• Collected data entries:
....
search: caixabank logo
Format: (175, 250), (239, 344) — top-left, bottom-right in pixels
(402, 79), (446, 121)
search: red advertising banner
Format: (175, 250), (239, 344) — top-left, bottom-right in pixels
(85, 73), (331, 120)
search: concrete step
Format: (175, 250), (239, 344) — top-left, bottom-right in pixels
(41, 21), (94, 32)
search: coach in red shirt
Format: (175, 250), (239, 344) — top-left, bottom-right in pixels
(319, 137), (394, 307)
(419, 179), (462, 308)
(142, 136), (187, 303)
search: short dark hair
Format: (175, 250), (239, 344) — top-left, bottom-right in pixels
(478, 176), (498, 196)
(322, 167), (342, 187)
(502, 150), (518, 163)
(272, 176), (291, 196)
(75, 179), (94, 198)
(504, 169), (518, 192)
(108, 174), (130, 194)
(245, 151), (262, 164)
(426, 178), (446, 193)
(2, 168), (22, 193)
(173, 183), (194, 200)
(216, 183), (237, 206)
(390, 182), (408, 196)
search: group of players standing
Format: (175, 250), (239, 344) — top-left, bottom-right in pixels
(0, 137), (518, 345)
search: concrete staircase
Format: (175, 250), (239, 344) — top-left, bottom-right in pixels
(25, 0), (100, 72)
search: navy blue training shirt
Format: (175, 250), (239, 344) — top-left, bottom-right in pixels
....
Arrange all of the data above into a numbered list, omitting any blank lines.

1. search: caixabank logo
2. Format: (175, 250), (239, 344) — top-left, bottom-right in pixels
3. (402, 79), (446, 121)
4. search: red advertising banner
5. Format: (175, 250), (239, 344) — top-left, bottom-right in pixels
6. (85, 73), (331, 120)
7. search: concrete step
8. Format: (175, 250), (239, 344) — top-left, bottom-right in pixels
9. (41, 21), (94, 32)
10. search: coach in red shirt
11. Format: (175, 250), (239, 344) — top-left, bottom-right in pixels
12. (319, 137), (394, 307)
13. (419, 179), (462, 308)
14. (142, 136), (187, 303)
15. search: short dark hair
16. Format: (175, 250), (239, 344) — top-left, bottom-right in pixels
17. (478, 176), (498, 196)
18. (322, 167), (342, 187)
19. (502, 150), (518, 163)
20. (272, 176), (291, 196)
21. (75, 179), (94, 198)
22. (504, 169), (518, 192)
23. (108, 174), (130, 194)
24. (245, 151), (262, 164)
25. (426, 178), (446, 193)
26. (2, 168), (22, 193)
27. (173, 183), (194, 200)
28. (216, 183), (237, 206)
29. (390, 182), (408, 196)
30. search: group of players standing
31. Format: (175, 250), (239, 344) — top-left, bottom-right in pixels
32. (0, 137), (518, 345)
33. search: concrete staircase
34. Format: (175, 250), (239, 344) — top-left, bottom-right in pixels
35. (25, 0), (100, 72)
36. search: navy blue training shirt
37. Format: (175, 250), (239, 344) — top-left, bottom-right in pixels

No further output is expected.